On retrouve la productrice et DJ Sofia Kourtesis, une demi-journée après la fin d’un set qui a duré jusqu’à 5h du matin au célèbre Funkhaus de Berlin. À Paris à l’occasion son live show pour Pitchfork, on a pu prendre un rapide café avec l’infatigable et pétillante productrice pour parler de la sortie de son premier album Madres, salué par la critique.

 

Loin d’être novice, Sofia Kourtesis a déjà sorti deux EPs, produit des remix pour Diplo, Tourist et Jungle ou encore joué sur les meilleures scènes telles que Glastonbury et Tomorrowland.

 

Qu’est-ce qui a changé pour cet album ?

Quand j’ai commencé, je voulais impressionner tout le monde et être cool. En tant que musicienne électronique féminine, il faut toujours être au top et se prouver. Mais maintenant cela a changé, je me suis dit que je n’avais rien à prouver à personne. Je veux faire de la musique avec mon cœur et mon cœur n’est pas du tout parfait. Je suis un peu partout, je suis une personne chaotique et créative qui trébuche tout le temps et qui perd ses affaires.

 

Photo : Dan Medhurst.

 

Peut-être sans surprise, Sofia renverse sans faire exprès tout le sucre dans son café, et on la trahi en mettant un petit lien vers son post instagram de il y a trois semaines.

 

Est-ce que ce chaos est présent dans ta production ?

Quand j’écrivais, je n’essayais pas de mettre tout parfaitement dans l’ordre. Je mettais un petit sample pour perturber la norme et je le faisais fonctionner. Mais je suis aussi une réalisatrice frustrée. Avant d’écrire une chanson, je la vois. Je fais beaucoup de field recordings. Je vais à l’opéra ou, au Costa Rica, j’enregistre des femmes sur leurs balcons. C’est organique, je m’inspire d’un lieu, des personnes que je rencontre, et ensuite je crée autour de cela, tu vois ?

 

« [Manu Chao] m’a dit : “me mola mucho, oui, j’adore ce message, oui tu peux”. Je ne crois pas aux pierres magiques, mais je crois au pouvoir de l’être humain. »

 

Sofia a une détermination infinie. Sa vie a commencé près de Lima, au Pérou, où ses parents étaient tous deux activistes, quelque chose qu’elle a hérité. Madres comporte deux collaborations improbables : l’une avec Manu Chao, l’autre avec le neurochirurgien réputé Peter Vajkoczy, toutes deux réalisées par le biais de lettres

 

Est-ce que tu peux nous donner une leçon sur la rédaction de lettres ?

_CONSIGNES À SUIVRE_
A: Dans le texte fourni sur Sofia Kourtesis, récrivez sous forme de liste le paragraphe qui commence par « Loin d’être novice ». Gardez-en les faits principaux.
B: Donnez la suite de l’entretien avec Sofia Kourtesis. Reprenez juste après sa dernière phrase.

_INFORMATIONS AFFICHÉES_
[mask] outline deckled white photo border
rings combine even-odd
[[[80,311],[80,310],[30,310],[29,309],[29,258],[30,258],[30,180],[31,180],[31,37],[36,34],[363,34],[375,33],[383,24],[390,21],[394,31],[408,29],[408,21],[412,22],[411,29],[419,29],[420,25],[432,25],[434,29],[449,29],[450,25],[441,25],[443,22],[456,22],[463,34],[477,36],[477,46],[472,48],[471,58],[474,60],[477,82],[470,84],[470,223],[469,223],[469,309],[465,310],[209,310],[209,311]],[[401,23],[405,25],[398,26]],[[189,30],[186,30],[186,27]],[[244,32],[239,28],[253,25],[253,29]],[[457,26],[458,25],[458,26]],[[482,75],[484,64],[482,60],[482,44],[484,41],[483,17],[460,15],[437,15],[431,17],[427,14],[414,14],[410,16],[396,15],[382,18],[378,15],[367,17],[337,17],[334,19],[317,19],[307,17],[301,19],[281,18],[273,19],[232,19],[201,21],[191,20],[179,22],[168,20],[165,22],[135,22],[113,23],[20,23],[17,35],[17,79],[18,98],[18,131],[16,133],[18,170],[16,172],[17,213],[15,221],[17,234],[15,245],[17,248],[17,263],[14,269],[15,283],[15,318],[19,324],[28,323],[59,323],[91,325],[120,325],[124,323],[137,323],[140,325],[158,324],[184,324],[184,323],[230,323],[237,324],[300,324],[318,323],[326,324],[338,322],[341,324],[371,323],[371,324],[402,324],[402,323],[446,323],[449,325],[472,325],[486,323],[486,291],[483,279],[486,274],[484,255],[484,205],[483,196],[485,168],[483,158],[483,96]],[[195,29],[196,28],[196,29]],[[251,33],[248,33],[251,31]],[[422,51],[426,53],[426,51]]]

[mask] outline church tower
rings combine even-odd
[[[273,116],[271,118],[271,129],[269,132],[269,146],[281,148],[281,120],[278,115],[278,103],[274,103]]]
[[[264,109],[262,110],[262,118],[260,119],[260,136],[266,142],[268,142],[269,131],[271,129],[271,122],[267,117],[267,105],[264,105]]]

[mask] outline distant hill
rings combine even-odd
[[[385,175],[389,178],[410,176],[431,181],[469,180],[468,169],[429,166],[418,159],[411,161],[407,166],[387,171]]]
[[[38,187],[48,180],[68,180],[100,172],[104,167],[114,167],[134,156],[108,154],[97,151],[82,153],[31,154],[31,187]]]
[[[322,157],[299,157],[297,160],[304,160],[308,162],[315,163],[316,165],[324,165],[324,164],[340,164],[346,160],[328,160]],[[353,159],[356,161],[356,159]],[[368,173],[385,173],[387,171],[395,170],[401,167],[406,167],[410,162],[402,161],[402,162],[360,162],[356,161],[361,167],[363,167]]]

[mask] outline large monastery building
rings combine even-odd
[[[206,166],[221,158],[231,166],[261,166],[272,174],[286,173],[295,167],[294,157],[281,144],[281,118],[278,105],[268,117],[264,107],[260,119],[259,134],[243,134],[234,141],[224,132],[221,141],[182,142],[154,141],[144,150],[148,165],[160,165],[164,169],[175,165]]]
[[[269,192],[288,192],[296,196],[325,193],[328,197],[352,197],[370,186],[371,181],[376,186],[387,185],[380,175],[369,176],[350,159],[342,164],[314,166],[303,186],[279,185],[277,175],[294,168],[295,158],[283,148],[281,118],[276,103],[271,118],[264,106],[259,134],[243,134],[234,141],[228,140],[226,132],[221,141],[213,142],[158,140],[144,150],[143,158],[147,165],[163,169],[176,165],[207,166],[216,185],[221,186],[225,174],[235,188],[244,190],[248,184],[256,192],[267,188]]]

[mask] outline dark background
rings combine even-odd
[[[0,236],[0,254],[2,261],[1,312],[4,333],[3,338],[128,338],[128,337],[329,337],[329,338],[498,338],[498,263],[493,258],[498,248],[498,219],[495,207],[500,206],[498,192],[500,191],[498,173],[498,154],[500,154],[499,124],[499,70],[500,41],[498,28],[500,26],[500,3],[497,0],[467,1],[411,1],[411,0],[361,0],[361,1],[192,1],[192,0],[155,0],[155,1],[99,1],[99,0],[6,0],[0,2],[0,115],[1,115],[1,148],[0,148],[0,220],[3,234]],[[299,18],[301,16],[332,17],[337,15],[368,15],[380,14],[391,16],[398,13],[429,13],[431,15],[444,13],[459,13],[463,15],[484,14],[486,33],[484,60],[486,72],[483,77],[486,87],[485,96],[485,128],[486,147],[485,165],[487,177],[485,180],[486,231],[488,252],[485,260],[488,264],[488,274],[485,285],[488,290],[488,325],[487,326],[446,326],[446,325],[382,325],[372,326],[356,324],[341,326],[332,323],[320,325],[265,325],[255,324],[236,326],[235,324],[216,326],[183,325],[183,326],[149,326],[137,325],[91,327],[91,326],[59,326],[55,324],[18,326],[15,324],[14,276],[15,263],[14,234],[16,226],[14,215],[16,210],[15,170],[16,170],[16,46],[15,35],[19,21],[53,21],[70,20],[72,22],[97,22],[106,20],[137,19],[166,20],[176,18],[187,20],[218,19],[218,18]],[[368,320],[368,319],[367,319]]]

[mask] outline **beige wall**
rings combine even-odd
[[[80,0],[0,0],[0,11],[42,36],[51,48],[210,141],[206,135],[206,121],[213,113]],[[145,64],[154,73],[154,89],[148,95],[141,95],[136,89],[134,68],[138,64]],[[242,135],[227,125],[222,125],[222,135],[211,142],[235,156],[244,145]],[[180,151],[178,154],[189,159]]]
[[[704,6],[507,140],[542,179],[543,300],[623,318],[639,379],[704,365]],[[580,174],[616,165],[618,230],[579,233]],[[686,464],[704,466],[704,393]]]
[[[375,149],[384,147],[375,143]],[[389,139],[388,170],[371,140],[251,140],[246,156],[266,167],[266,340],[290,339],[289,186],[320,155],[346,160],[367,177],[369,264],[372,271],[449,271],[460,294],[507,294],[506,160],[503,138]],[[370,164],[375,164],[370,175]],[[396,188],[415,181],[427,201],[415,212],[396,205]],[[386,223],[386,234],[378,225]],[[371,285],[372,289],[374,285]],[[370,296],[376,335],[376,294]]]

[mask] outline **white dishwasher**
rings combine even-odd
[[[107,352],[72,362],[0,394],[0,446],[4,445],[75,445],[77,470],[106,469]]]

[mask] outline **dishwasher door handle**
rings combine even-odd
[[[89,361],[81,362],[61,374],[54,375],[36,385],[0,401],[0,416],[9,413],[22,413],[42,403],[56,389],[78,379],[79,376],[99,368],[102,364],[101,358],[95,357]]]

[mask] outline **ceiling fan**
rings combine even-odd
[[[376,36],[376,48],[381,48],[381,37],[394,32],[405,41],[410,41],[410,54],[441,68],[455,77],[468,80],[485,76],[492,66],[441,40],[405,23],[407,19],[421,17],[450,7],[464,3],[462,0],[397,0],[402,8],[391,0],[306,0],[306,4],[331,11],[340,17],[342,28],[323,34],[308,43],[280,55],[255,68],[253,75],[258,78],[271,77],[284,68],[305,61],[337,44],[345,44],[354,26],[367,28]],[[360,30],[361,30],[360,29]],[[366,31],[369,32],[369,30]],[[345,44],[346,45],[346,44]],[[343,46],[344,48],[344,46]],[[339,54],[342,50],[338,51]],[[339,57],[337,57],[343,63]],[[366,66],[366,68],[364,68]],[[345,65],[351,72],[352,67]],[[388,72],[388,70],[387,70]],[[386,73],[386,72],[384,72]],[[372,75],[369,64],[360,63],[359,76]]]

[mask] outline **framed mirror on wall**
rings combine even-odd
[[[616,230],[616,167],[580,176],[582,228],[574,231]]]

_LISTE DES RÉPONSES_
A:
- Sofia Kourtesis n’est pas novice.
- Elle a déjà sorti deux EPs.
- Elle a produit des remix pour Diplo, Tourist et Jungle.
- Elle s’est produite sur de grandes scènes, comme Glastonbury et Tomorrowland.

B:
Je m’ouvre et je vais droit au but. Je leur dis à quel point la situation est importante pour moi et combien je suis reconnaissante qu’ils prennent le temps de me parler. Quand j’avais cinq ou six ans, je suis allée à mon premier concert de Manu Chao. Ses paroles et sa musique m’ont profondément touchée. Ses chansons parlent de la rue, de ces opinions sur l’Amérique Latine. Je lui ai raconté l’histoire de ma mère, de mes parents, je lui ai parlé de mon histoire, de quand je suis allée le voir et pourquoi je voulais le joindre. Je savais qu’il n’aimait pas que l’on touche à ses œuvres mais je lui ai envoyé des petits bouts et je pensais aller lui parler. J’ai eu beaucoup de chance parce qu’il a beaucoup aimé ce que je lui ai envoyé et aussi ce que je disais de la situation en Amérique Latine. Il m’a dit : « me mola mucho, oui, j’adore ce message, oui tu peux ». Je ne crois pas aux pierres magiques, mais je crois au pouvoir de l’être humain. Quand tu es concentré sur quelque chose, tu as une énergie en toi avec laquelle tu peux changer certaines situations. Une détermination positive. C’est comme ça que j’ai contacté Peter Vajkoczy. Si vous savez comment les atteindre, vous pouvez les atteindre et changer votre situation. Mais il faut mettre la bonne énergie dans les mots. Ne pas trop écrire. Ne pas écrire trop peu. Trouver le bon équilibre. Tu devrais essayer. C’est tellement bien. Tu peux changer tellement de choses.

 

Quelqu’un n’a-t-il pas répondu à vos lettres ?

Seules les personnes que je n’aime pas (rires). J’ai écrit une lettre ouverte à la présidente du Pérou, la nouvelle, mais je savais qu’elle ne répondrait jamais. Je ne la connais pas, mais je n’aime pas ce qu’elle fait.

 

Couverture du single Madres dédié à sa mère.

 

Après avoir effectué une opération chirurgicale qui a changé la vie de sa mère, Sofia est restée proche de Peter Vajkoczy, qui a prêté une oreille au processus de production de Madres et a même rejoint la productrice pour une soirée au Berghain.

 

Il danse bien ?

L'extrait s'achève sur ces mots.